━━━ PROVIDED DATA ━━━
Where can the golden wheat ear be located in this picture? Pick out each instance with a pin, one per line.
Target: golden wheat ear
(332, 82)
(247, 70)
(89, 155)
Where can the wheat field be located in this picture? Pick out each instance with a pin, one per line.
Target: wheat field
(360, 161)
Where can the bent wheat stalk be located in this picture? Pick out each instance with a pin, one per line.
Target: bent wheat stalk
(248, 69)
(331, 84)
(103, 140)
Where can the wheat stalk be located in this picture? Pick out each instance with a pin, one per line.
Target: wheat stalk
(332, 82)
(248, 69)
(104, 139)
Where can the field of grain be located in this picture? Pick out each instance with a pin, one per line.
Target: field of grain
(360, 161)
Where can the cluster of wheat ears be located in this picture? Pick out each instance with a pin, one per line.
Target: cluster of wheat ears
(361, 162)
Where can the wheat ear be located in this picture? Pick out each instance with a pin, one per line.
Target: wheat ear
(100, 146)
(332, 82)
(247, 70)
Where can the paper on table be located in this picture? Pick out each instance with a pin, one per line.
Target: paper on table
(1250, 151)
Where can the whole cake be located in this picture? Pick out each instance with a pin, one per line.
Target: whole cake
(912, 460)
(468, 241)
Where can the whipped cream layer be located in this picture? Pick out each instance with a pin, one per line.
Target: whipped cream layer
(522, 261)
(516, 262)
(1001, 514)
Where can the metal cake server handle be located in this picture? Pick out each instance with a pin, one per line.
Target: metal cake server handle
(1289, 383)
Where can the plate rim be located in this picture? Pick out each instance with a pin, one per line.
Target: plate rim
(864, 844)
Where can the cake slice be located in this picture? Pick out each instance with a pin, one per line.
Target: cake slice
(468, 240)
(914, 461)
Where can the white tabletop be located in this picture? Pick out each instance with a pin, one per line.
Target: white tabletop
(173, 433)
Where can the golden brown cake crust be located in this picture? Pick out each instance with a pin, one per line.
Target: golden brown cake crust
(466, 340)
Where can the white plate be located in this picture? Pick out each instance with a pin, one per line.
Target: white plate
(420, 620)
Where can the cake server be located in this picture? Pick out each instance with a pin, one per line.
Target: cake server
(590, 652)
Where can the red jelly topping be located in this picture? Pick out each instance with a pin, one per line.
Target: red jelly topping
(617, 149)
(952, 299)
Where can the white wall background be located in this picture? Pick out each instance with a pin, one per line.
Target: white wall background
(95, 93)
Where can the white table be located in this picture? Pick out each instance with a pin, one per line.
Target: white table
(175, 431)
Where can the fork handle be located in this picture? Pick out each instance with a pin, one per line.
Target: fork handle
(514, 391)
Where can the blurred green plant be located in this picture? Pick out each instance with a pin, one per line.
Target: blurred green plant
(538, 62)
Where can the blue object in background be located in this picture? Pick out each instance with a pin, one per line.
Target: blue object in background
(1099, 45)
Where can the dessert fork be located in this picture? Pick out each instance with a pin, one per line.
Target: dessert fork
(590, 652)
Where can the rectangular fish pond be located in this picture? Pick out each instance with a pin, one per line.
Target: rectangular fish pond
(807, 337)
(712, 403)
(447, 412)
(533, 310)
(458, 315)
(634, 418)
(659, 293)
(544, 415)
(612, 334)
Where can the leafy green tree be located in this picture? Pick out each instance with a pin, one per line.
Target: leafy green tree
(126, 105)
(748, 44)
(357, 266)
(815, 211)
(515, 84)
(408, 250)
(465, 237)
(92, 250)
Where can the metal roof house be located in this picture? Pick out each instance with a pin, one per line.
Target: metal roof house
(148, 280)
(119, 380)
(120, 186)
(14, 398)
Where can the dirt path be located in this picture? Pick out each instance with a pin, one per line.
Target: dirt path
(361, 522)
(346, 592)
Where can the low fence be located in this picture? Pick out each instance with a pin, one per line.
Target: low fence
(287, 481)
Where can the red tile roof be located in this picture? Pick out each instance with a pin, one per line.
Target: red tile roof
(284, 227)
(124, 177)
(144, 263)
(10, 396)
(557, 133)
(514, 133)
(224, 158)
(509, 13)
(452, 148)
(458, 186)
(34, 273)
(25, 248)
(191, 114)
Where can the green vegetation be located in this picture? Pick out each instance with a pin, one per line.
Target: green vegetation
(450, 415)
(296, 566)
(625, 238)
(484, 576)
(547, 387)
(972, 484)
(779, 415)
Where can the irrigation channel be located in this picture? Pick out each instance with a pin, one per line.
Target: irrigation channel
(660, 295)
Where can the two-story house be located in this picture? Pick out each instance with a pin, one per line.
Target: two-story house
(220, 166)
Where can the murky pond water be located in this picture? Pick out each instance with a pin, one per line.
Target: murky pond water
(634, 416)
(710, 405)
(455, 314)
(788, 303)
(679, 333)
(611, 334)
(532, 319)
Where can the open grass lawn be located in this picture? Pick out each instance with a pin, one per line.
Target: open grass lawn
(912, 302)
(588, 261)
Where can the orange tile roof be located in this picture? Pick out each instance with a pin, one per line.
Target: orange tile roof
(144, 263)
━━━
Copy out every one of the lines above word for word, keeping their order and all punctuation unchanged.

Where can the golden wheat ear be located in this picture? Pick out each instance with a pin, one per line.
Target: golden wheat ear
(332, 82)
(247, 70)
(89, 155)
Where can the wheat field be located in this picture? Pick out each instance with a pin, one per line.
Target: wheat field
(360, 161)
Where can the bent wheat stalk be located in this picture? Pick out each instance with a pin, one per line.
Target: bent wheat stalk
(248, 69)
(331, 84)
(103, 140)
Where can the wheat stalk be located in this picture? Pick out each instance with a pin, one per line.
Target: wheat stalk
(332, 82)
(248, 69)
(104, 139)
Where can the field of grain be located in this picture? Pick out each instance with a pin, one per line.
Target: field of grain
(360, 161)
Where can the cluster of wheat ears be located in this picture? Pick out each instance with a pin, one per line.
Target: cluster of wheat ears
(361, 162)
Where can the wheat ear be located in this picture? Pick out each instance with a pin, one per line.
Target: wheat ear
(100, 146)
(332, 82)
(247, 70)
Where can the paper on table be located in this picture? Pick out each instance with a pin, one per line.
Target: paper on table
(1250, 151)
Where can the whole cake be located in this picture? Pick out each instance with a pin, one per line.
Target: whole cake
(912, 460)
(468, 241)
Where can the whipped cream layer be located in this picture? Pick out each instance with a pin, one per line.
Target: whipped cream layer
(522, 261)
(516, 262)
(1001, 514)
Where can the metal cake server handle be located in this picture? Pick out each instance with a pin, one per line.
Target: metal cake server handle
(1289, 383)
Where can the plate rim be located in this picture? Pick out each instance with a pin, one per line.
Target: plate rim
(864, 844)
Where can the cake slice be located in this picture? Pick out each instance with a pin, one per line.
Target: cake slice
(468, 240)
(914, 461)
Where can the white tabletop be located in this picture? Pick out each instance with a pin, one per line.
Target: white tabletop
(173, 433)
Where can the golden brown cake crust be located in this picture? Pick out each instance with a pin, one per line.
Target: golden brown cake crust
(466, 340)
Where can the white plate be located in this picture? Pick out each instance with a pin, one per line.
Target: white plate
(420, 620)
Where can the cake server be located in this picture? Pick out each instance with a pin, one per line.
Target: cake server
(590, 652)
Where can the red jelly topping be located in this picture? Pick out each instance with a pin, one per line.
Target: red jelly topping
(617, 149)
(952, 299)
Where can the white wall background be located in this picture? Pick out each instance with a pin, one per line.
Target: white wall background
(95, 93)
Where can the white table be located in this picture? Pick out each instance with a pin, one per line.
Target: white table
(175, 431)
Where can the fork handle be located in this picture? Pick out each instance with a pin, one per line.
Target: fork handle
(514, 391)
Where can the blurred green plant be located in this picture? Pick out each instance with a pin, one per line.
Target: blurred green plant
(538, 62)
Where can the blue object in background be located in this picture? Pick out each instance with a pin, one per line.
Target: blue object in background
(1099, 45)
Where can the dessert fork be located in this picture? Pick out each instance with a pin, one per line.
Target: dessert fork
(590, 652)
Where can the rectangular fish pond be located in this picture? Pick out each instance with a pin, one per line.
Target: rectangular fish pond
(807, 337)
(712, 403)
(447, 412)
(533, 310)
(458, 315)
(634, 418)
(659, 293)
(544, 415)
(612, 334)
Where can the leafy green tree be located in this picture? Pick out each instance with a pin, one per line.
Target: leafy green tree
(126, 105)
(748, 44)
(357, 266)
(815, 211)
(515, 84)
(408, 250)
(465, 237)
(92, 250)
Where can the metal roof house be located in this picture? Pick out each instance with a pin, one per line.
Target: metal roof house
(148, 280)
(119, 380)
(120, 186)
(14, 398)
Where can the dirt path be located in this picture? Pick out each instance with a pin, one per line.
Target: dirt path
(361, 522)
(346, 592)
Where can the low fence be located in this picture? Pick out each instance with a pin, one per line.
Target: low fence
(287, 481)
Where can the red tile roof be located in this picture? Pick out each instance with a pin, one per line.
Target: red tile roof
(284, 227)
(124, 177)
(144, 263)
(10, 396)
(557, 133)
(514, 133)
(224, 158)
(509, 13)
(452, 148)
(458, 186)
(34, 273)
(25, 248)
(191, 114)
Where can the green vegetation be located in this picture? Pick out each instance with a pin, one per line.
Target: green vegetation
(450, 415)
(296, 566)
(625, 238)
(484, 576)
(547, 387)
(972, 484)
(779, 415)
Where can the irrigation channel be located in this picture? Pick out each instance with a pin, one per line.
Target: irrigation channel
(660, 295)
Where can the two-story house be located in this picture? Pick out each instance with a pin, one per line.
Target: two-story house
(220, 166)
Where can the murky pond water be located in this picture? Pick out each instance with a pin, one per line.
Target: murky pond water
(634, 416)
(710, 405)
(455, 314)
(788, 303)
(679, 333)
(611, 334)
(532, 319)
Where can the open grass lawn be located in this picture? Pick out each instance with a pin, one per line.
Target: open grass lawn
(912, 302)
(588, 261)
Where can the orange tile roof be located in this picture? Pick out each instance with a pin, one per line.
Target: orange tile roof
(144, 263)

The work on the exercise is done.